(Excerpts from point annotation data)
┌──
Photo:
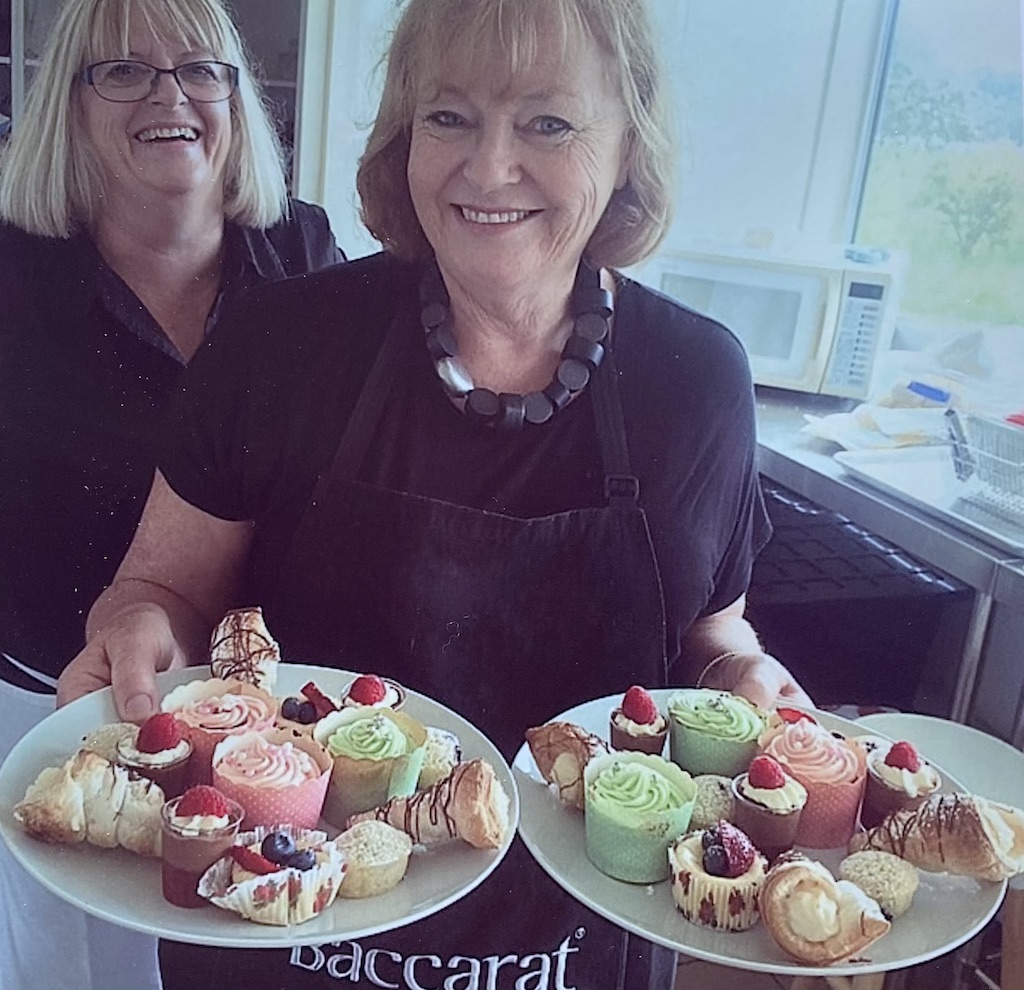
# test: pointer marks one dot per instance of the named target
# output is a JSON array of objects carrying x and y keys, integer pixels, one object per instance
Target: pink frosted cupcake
[
  {"x": 213, "y": 709},
  {"x": 279, "y": 778},
  {"x": 833, "y": 772}
]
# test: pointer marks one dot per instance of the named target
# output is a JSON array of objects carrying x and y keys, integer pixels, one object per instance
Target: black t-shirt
[
  {"x": 84, "y": 374},
  {"x": 260, "y": 413}
]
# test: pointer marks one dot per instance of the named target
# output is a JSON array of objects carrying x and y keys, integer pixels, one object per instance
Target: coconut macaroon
[
  {"x": 377, "y": 855},
  {"x": 884, "y": 877}
]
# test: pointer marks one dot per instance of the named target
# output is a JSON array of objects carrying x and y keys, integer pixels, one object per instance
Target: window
[{"x": 945, "y": 176}]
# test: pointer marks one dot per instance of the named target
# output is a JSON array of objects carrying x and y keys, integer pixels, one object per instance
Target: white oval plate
[
  {"x": 946, "y": 911},
  {"x": 119, "y": 887}
]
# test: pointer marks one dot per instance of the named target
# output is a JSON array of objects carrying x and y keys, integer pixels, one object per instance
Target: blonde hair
[
  {"x": 50, "y": 181},
  {"x": 496, "y": 36}
]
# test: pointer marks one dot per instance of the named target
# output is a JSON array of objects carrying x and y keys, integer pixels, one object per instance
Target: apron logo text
[{"x": 391, "y": 971}]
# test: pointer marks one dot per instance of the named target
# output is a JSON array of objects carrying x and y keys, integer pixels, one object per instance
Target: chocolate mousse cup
[
  {"x": 172, "y": 777},
  {"x": 621, "y": 739},
  {"x": 882, "y": 800},
  {"x": 186, "y": 854},
  {"x": 772, "y": 832}
]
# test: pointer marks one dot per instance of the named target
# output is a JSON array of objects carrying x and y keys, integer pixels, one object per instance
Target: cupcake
[
  {"x": 768, "y": 806},
  {"x": 215, "y": 708},
  {"x": 283, "y": 875},
  {"x": 371, "y": 691},
  {"x": 637, "y": 724},
  {"x": 713, "y": 731},
  {"x": 279, "y": 777},
  {"x": 714, "y": 801},
  {"x": 832, "y": 771},
  {"x": 886, "y": 878},
  {"x": 716, "y": 877},
  {"x": 199, "y": 827},
  {"x": 897, "y": 779},
  {"x": 378, "y": 754},
  {"x": 635, "y": 805},
  {"x": 160, "y": 750}
]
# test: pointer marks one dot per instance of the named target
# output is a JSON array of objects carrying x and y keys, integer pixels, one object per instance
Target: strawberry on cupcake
[
  {"x": 898, "y": 779},
  {"x": 637, "y": 724},
  {"x": 160, "y": 750},
  {"x": 768, "y": 805}
]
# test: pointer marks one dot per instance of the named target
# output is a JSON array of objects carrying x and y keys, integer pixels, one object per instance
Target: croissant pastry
[
  {"x": 91, "y": 800},
  {"x": 814, "y": 917},
  {"x": 561, "y": 750},
  {"x": 954, "y": 833},
  {"x": 243, "y": 649},
  {"x": 469, "y": 804}
]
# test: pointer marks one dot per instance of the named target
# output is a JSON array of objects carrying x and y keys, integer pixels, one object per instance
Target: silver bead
[{"x": 455, "y": 377}]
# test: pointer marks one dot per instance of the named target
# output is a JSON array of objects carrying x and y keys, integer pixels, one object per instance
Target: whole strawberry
[
  {"x": 765, "y": 773},
  {"x": 203, "y": 801},
  {"x": 902, "y": 756},
  {"x": 739, "y": 851},
  {"x": 160, "y": 732},
  {"x": 639, "y": 706},
  {"x": 368, "y": 689}
]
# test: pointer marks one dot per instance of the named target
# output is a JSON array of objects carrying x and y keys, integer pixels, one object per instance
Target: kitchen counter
[{"x": 994, "y": 572}]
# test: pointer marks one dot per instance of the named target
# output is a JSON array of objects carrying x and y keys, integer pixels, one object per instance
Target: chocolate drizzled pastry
[
  {"x": 242, "y": 649},
  {"x": 956, "y": 833},
  {"x": 469, "y": 804}
]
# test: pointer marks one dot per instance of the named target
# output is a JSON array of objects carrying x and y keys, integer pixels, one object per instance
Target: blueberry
[
  {"x": 716, "y": 861},
  {"x": 290, "y": 708},
  {"x": 303, "y": 859},
  {"x": 278, "y": 847}
]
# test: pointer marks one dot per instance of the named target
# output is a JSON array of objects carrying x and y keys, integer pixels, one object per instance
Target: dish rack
[{"x": 988, "y": 456}]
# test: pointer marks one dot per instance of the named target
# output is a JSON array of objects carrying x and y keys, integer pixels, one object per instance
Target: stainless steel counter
[{"x": 806, "y": 465}]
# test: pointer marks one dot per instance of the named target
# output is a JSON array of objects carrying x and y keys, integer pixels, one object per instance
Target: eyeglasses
[{"x": 126, "y": 81}]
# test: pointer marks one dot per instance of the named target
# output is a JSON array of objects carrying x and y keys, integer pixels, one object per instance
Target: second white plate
[
  {"x": 119, "y": 887},
  {"x": 946, "y": 910}
]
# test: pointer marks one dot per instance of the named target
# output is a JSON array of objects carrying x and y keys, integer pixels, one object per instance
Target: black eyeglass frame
[{"x": 87, "y": 77}]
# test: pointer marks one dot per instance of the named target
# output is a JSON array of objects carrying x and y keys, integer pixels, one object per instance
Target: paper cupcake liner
[
  {"x": 288, "y": 897},
  {"x": 299, "y": 805},
  {"x": 829, "y": 817}
]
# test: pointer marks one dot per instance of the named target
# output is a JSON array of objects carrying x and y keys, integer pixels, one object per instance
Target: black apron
[{"x": 506, "y": 620}]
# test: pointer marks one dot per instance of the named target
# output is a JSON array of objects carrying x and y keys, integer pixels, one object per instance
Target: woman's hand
[
  {"x": 127, "y": 652},
  {"x": 758, "y": 677}
]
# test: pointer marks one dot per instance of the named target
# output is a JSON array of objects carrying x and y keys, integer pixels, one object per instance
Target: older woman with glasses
[{"x": 142, "y": 188}]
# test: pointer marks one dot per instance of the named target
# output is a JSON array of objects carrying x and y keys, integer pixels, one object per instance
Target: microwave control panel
[{"x": 858, "y": 334}]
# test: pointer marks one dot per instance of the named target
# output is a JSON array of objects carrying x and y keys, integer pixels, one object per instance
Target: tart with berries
[
  {"x": 284, "y": 875},
  {"x": 637, "y": 724},
  {"x": 717, "y": 874},
  {"x": 767, "y": 806},
  {"x": 898, "y": 779}
]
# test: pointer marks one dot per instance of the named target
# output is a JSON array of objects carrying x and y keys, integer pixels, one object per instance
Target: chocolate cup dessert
[
  {"x": 882, "y": 800},
  {"x": 772, "y": 832},
  {"x": 621, "y": 739}
]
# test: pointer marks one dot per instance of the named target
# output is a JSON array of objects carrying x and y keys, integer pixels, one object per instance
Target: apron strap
[{"x": 622, "y": 487}]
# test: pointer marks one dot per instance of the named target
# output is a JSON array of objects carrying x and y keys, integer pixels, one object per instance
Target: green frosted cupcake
[
  {"x": 635, "y": 805},
  {"x": 713, "y": 731}
]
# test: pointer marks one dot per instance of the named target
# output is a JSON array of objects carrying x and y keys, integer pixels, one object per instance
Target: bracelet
[{"x": 721, "y": 658}]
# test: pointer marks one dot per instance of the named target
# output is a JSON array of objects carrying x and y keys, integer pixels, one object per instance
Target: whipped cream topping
[
  {"x": 225, "y": 713},
  {"x": 639, "y": 728},
  {"x": 267, "y": 764},
  {"x": 813, "y": 755},
  {"x": 912, "y": 783},
  {"x": 791, "y": 797},
  {"x": 129, "y": 751}
]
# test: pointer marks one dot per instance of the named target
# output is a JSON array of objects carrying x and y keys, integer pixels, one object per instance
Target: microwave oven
[{"x": 808, "y": 324}]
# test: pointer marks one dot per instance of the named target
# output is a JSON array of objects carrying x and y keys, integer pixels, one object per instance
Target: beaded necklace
[{"x": 591, "y": 306}]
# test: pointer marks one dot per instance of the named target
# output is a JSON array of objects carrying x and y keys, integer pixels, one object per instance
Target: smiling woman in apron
[{"x": 482, "y": 462}]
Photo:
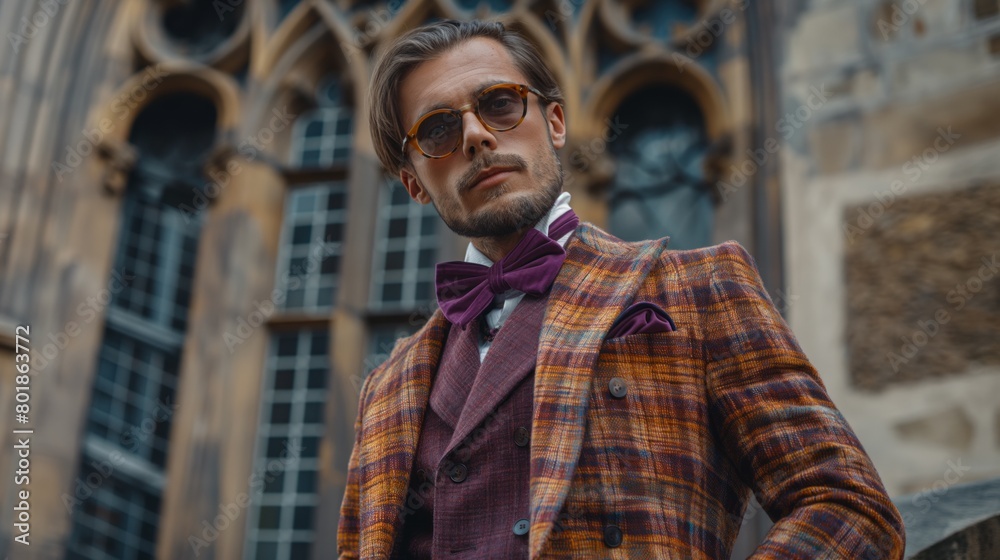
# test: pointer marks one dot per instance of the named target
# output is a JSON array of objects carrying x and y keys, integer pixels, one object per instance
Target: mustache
[{"x": 467, "y": 181}]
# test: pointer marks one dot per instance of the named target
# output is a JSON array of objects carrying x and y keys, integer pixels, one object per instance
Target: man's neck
[{"x": 496, "y": 248}]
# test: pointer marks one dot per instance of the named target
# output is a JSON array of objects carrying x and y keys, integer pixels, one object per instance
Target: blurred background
[{"x": 210, "y": 259}]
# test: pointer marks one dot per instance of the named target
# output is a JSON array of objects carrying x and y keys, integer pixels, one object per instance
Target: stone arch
[
  {"x": 660, "y": 68},
  {"x": 154, "y": 45},
  {"x": 160, "y": 80}
]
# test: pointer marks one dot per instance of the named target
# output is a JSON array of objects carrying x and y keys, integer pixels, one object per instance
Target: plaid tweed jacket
[{"x": 726, "y": 405}]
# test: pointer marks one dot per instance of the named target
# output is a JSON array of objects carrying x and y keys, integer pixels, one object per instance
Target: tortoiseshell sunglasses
[{"x": 500, "y": 108}]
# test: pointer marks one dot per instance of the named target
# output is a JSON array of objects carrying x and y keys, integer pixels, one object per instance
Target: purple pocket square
[{"x": 641, "y": 317}]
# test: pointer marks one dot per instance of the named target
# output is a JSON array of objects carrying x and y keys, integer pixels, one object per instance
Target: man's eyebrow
[{"x": 475, "y": 91}]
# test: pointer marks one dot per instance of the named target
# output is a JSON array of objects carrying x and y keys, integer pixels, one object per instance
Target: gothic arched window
[
  {"x": 659, "y": 186},
  {"x": 322, "y": 136},
  {"x": 132, "y": 400}
]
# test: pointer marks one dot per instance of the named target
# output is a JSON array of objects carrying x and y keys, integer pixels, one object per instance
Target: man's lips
[{"x": 492, "y": 177}]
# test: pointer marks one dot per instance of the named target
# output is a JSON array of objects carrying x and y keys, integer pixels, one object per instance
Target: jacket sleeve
[
  {"x": 350, "y": 516},
  {"x": 787, "y": 440}
]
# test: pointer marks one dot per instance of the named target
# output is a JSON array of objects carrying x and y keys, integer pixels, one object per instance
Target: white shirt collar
[{"x": 560, "y": 207}]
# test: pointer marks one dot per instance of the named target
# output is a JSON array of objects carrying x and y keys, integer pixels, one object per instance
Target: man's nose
[{"x": 475, "y": 136}]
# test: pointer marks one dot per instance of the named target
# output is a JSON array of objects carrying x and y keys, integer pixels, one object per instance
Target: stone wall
[{"x": 907, "y": 121}]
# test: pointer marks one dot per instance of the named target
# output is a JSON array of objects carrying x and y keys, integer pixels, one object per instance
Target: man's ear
[
  {"x": 557, "y": 124},
  {"x": 412, "y": 184}
]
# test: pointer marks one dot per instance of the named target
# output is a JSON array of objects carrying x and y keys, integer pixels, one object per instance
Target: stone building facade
[{"x": 195, "y": 228}]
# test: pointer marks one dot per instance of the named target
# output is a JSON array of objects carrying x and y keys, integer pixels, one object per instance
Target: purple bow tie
[{"x": 465, "y": 289}]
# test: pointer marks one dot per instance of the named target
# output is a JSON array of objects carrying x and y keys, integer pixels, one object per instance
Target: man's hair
[{"x": 426, "y": 43}]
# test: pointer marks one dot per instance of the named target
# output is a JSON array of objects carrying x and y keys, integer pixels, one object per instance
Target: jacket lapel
[
  {"x": 597, "y": 281},
  {"x": 510, "y": 359},
  {"x": 395, "y": 409}
]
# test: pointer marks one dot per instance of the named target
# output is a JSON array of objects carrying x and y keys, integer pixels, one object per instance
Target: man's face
[{"x": 495, "y": 183}]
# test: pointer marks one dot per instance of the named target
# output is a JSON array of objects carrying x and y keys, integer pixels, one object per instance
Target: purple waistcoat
[{"x": 468, "y": 495}]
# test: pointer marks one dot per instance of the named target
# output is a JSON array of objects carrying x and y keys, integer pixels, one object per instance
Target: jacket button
[
  {"x": 459, "y": 473},
  {"x": 612, "y": 536},
  {"x": 617, "y": 387},
  {"x": 522, "y": 436}
]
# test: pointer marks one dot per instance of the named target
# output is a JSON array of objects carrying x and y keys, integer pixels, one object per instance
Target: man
[{"x": 576, "y": 395}]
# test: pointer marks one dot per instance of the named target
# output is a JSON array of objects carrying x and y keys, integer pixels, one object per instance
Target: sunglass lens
[
  {"x": 439, "y": 133},
  {"x": 501, "y": 108}
]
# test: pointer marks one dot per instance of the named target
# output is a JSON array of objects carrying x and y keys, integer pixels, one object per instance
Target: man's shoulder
[{"x": 726, "y": 259}]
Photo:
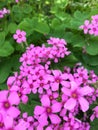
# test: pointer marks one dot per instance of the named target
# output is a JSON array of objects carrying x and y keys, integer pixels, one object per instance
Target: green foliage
[
  {"x": 94, "y": 125},
  {"x": 42, "y": 19}
]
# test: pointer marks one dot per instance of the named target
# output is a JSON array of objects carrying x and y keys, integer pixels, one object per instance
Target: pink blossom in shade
[
  {"x": 57, "y": 79},
  {"x": 20, "y": 36},
  {"x": 95, "y": 113},
  {"x": 7, "y": 103},
  {"x": 5, "y": 11},
  {"x": 46, "y": 110},
  {"x": 1, "y": 14},
  {"x": 94, "y": 19},
  {"x": 93, "y": 29},
  {"x": 16, "y": 1},
  {"x": 85, "y": 27},
  {"x": 76, "y": 94}
]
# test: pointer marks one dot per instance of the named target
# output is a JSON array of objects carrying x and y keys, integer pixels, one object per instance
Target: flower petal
[
  {"x": 14, "y": 98},
  {"x": 86, "y": 90},
  {"x": 70, "y": 104},
  {"x": 84, "y": 104},
  {"x": 56, "y": 107},
  {"x": 66, "y": 91},
  {"x": 45, "y": 100},
  {"x": 43, "y": 120},
  {"x": 55, "y": 119},
  {"x": 13, "y": 112},
  {"x": 8, "y": 122},
  {"x": 3, "y": 95}
]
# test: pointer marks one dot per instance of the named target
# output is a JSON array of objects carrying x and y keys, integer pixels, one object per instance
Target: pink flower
[
  {"x": 20, "y": 36},
  {"x": 47, "y": 110},
  {"x": 76, "y": 95},
  {"x": 95, "y": 113},
  {"x": 85, "y": 27},
  {"x": 7, "y": 102},
  {"x": 16, "y": 1}
]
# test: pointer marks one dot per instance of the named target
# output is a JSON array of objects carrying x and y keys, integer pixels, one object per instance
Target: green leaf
[
  {"x": 27, "y": 26},
  {"x": 29, "y": 107},
  {"x": 12, "y": 28},
  {"x": 2, "y": 38},
  {"x": 77, "y": 40},
  {"x": 6, "y": 49}
]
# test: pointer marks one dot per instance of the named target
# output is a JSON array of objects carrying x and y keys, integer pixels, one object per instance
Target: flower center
[
  {"x": 6, "y": 104},
  {"x": 74, "y": 95},
  {"x": 48, "y": 110},
  {"x": 20, "y": 36}
]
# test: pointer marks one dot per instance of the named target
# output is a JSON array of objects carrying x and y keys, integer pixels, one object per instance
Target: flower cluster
[
  {"x": 65, "y": 97},
  {"x": 3, "y": 12},
  {"x": 20, "y": 36},
  {"x": 91, "y": 27}
]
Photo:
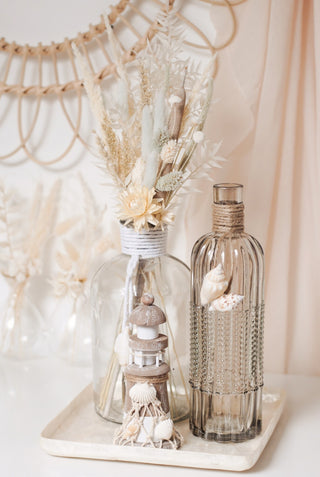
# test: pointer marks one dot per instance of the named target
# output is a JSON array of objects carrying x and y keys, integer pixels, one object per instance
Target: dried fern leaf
[
  {"x": 66, "y": 225},
  {"x": 64, "y": 261},
  {"x": 71, "y": 250}
]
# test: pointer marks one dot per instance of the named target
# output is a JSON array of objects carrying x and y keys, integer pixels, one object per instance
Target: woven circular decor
[{"x": 134, "y": 26}]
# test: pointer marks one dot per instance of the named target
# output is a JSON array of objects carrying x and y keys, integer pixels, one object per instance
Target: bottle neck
[{"x": 228, "y": 218}]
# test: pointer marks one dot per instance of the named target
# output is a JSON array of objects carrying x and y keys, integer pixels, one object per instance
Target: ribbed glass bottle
[
  {"x": 226, "y": 356},
  {"x": 167, "y": 279}
]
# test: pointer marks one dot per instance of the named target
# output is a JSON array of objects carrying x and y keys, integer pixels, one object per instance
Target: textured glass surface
[
  {"x": 226, "y": 361},
  {"x": 168, "y": 280}
]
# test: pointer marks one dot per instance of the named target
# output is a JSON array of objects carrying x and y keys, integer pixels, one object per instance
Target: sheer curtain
[{"x": 268, "y": 88}]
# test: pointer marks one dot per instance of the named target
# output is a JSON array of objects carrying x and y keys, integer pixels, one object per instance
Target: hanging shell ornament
[
  {"x": 227, "y": 302},
  {"x": 143, "y": 393},
  {"x": 121, "y": 347},
  {"x": 214, "y": 285},
  {"x": 163, "y": 430}
]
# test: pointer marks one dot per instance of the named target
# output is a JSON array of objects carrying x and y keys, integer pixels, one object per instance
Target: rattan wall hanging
[{"x": 122, "y": 16}]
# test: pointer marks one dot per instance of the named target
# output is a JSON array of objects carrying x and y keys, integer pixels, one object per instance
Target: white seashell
[
  {"x": 214, "y": 285},
  {"x": 227, "y": 302},
  {"x": 143, "y": 393},
  {"x": 163, "y": 430},
  {"x": 131, "y": 430},
  {"x": 121, "y": 347}
]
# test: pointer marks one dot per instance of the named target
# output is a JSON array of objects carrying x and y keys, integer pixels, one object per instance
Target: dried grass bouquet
[{"x": 148, "y": 131}]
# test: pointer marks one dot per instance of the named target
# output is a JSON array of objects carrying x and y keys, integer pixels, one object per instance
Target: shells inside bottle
[{"x": 226, "y": 356}]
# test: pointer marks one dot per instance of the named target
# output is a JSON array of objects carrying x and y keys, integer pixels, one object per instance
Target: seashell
[
  {"x": 131, "y": 430},
  {"x": 168, "y": 152},
  {"x": 163, "y": 430},
  {"x": 121, "y": 347},
  {"x": 214, "y": 285},
  {"x": 227, "y": 302},
  {"x": 143, "y": 393}
]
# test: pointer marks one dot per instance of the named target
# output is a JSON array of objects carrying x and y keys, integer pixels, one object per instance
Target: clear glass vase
[
  {"x": 167, "y": 279},
  {"x": 22, "y": 333},
  {"x": 226, "y": 362}
]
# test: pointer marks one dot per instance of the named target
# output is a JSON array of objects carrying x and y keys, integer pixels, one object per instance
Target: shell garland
[
  {"x": 227, "y": 302},
  {"x": 143, "y": 394},
  {"x": 163, "y": 430}
]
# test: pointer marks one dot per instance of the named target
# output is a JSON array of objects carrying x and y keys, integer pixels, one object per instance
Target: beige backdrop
[{"x": 269, "y": 119}]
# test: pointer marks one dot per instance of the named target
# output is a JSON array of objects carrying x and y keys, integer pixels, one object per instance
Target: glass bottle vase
[
  {"x": 227, "y": 312},
  {"x": 167, "y": 279}
]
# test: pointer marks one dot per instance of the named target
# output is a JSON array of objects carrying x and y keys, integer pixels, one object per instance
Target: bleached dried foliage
[
  {"x": 150, "y": 129},
  {"x": 25, "y": 227},
  {"x": 80, "y": 239}
]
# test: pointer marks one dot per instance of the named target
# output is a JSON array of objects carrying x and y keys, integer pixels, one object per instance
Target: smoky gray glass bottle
[{"x": 226, "y": 354}]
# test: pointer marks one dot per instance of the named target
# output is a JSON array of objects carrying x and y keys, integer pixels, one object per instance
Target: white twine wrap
[{"x": 146, "y": 244}]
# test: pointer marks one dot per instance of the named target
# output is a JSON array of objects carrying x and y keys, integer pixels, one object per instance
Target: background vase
[{"x": 167, "y": 279}]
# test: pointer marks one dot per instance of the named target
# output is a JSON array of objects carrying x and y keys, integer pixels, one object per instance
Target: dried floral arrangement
[
  {"x": 152, "y": 125},
  {"x": 25, "y": 228},
  {"x": 79, "y": 240}
]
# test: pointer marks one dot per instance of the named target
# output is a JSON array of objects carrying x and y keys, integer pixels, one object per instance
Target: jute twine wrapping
[
  {"x": 150, "y": 379},
  {"x": 228, "y": 218}
]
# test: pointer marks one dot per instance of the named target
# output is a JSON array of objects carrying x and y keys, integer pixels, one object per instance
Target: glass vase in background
[
  {"x": 71, "y": 329},
  {"x": 227, "y": 312},
  {"x": 167, "y": 279},
  {"x": 22, "y": 333}
]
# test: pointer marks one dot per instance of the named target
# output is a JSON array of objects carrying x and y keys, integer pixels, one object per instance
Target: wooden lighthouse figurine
[{"x": 147, "y": 419}]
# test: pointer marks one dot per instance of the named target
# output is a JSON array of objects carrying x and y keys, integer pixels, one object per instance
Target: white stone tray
[{"x": 79, "y": 432}]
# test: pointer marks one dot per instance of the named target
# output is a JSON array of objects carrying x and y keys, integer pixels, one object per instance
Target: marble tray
[{"x": 79, "y": 432}]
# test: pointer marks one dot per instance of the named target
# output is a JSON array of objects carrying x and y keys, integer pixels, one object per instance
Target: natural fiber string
[
  {"x": 228, "y": 218},
  {"x": 76, "y": 85},
  {"x": 150, "y": 379}
]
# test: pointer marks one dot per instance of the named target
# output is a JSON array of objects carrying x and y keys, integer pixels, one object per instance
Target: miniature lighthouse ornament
[{"x": 147, "y": 419}]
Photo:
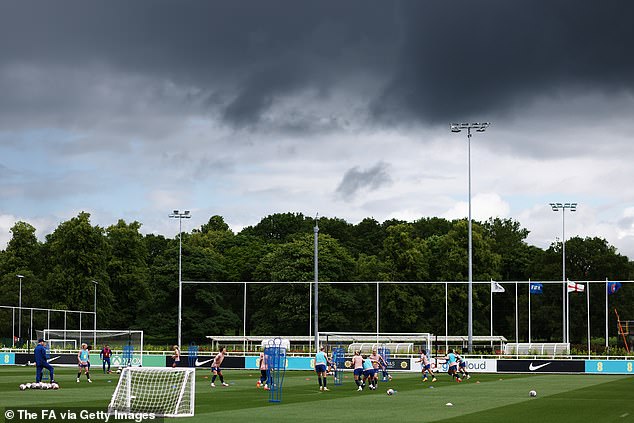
└──
### Work to complete
Please return each line of the rows above that contains the word "woman".

### Written response
Target: woman's hand
Target: older woman with glasses
Target: smiling woman in apron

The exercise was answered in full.